OBLIGASI - JAKARTA. Spread alias selisih yield Surat Utang Negara (SUN) dengan yield US Treasury menipis. Biasanya investor asing tertarik masuk ke pasar obligasi Indonesia jika spread yield lebar. Namun, meski spread yield semakin tipis, beberapa faktor lain masih bisa membuat pasar SUN menarik di mata investor asing.
Mengutip Bloomberg, Jumat (28/5) yield SUN 10 tahun Indonesia berada di level 6,42%. Sementara, yield US Treasury di tenor yang sama berada di level 1,61%. Dengan demikian, spread yield SUN dengan US Treasury mencapai 4,71% atau 471 basis poin (bps). Sementara di awal tahun ini spread yield Indonesia dan AS sempat sebesar 500 bps.
Head of Economics Research Pefindo Fikri C. Permana mengatakan meski spread yield menipis, pasar SUN akan tetap menarik investor. Faktor yang membuat yield SUN saat ini tetap menarik karena real yield atawa imbal hasil bersih yang akan didapatkan dari yield dikurang inflasi masih tetap tinggi dan menarik.
"Real yield SUN masih sangat baik, di AS selisih inflasi dengan yield US Treasury masih minus, sementara real yield pasar obligasi Indonesia sekitar 5%," kata Fikri, Jumat (28/5).
Baca Juga: Yield SUN di bawah 1 tahun mini, ini instrumen investasi yang lebih menarik
Apalagi, faktor stabilnya nilai tukar rupiah terhadap dollar AS juga membuat pasar SUN masih menarik meski spread yield dengan US Treasury menurun.

DATA »
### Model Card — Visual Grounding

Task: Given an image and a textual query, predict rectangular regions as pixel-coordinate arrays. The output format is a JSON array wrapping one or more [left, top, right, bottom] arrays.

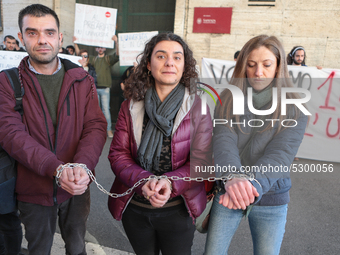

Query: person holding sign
[[108, 33, 212, 255], [205, 35, 308, 255], [73, 35, 119, 138], [0, 4, 107, 255]]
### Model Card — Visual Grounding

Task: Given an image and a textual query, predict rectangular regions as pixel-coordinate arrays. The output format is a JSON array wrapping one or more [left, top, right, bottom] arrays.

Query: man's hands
[[219, 178, 259, 210], [59, 166, 90, 196], [142, 179, 171, 208]]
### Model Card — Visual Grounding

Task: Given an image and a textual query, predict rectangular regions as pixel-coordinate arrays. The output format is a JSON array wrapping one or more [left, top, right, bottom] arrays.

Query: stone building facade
[[0, 0, 340, 69], [174, 0, 340, 69]]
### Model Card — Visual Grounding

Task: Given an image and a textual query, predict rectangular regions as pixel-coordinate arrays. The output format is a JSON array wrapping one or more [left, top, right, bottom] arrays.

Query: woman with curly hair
[[205, 35, 308, 255], [108, 33, 212, 255]]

TUGAS ANDA » Tuliskan lanjutan artikel tentang menipisnya spread yield SUN terhadap US Treasury, mulai sesudah kalimat terakhirnya. Catatan-catatan ini diambil dari sumber lain.

HASIL TUGAS »
Lebih menariknya lagi spread yield SUN Indonesia dengan AS jauh lebih lebar dibandingkan dengan spread yield negara tetangga. Jumat (28/5) yield obligasi 10 tahun India berada di level 5,98% dan memiliki spread sebesar 4,29% atau 429 bps dengan US Treasury.
Adapun yield obligasi Filipina tenor 10 tahun berada di level 3,99% dan memiliki spread sebesar 2,38% atau 238 bps dengan US Treasury. Asal tahu saja, Filipina dan India memiliki peringkat utang yang mirip dengan Indonesia.
Fikri melihat fundamental Indonesia dibanding India dan Filipina masih lebih kuat. "Akibat pandemi kedua negara tersebut berpotensi mengalami pelebaran defisit fiskal yang jauh lebih besar dari GDP mereka dibanding dengan Indonesia," kata Fikri.
Meski defisit fiskal Indonesia juga berpotensi melebar, tetapi secara umum Fikri melihat tingkat defisit terahadap ekonomi hanya di 30%-50% lebih rendah dari negara lain.
Namun, tidak dipungkiri rasio kepemilikan asing di pasar obligasi Indonesia masih lebih besar dibanding dengan negara lain. Alhasil, pasar obligasi dalam negeri yang menarik memiliki risiko volatilitas yang lebih tinggi dari negara lain. Fikri mencatat kepemilikan asing di surat utang pemerintah India sekitar 7% dan Filipina di 15%, sedangkan Indonesia 27%.